→ AUFGABENSTELLUNG
Gib den Teil des Materials als nummerierte Liste wieder, der mit der Zeile beginnt, die „Mark the innermost point of each instance of the blurred“ enthält, und bis zum Ende des Materials reicht, beide Enden eingeschlossen. Leerzeilen lässt du dabei weg.

→ DATENZEILEN
..........

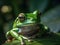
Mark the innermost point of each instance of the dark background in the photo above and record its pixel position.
(50, 10)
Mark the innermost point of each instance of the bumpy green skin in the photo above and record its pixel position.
(30, 18)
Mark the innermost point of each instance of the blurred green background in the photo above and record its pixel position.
(9, 10)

..........

→ ANTWORT ZUR ÜBUNG
1. Mark the innermost point of each instance of the blurred green background in the photo above and record its pixel position.
2. (9, 10)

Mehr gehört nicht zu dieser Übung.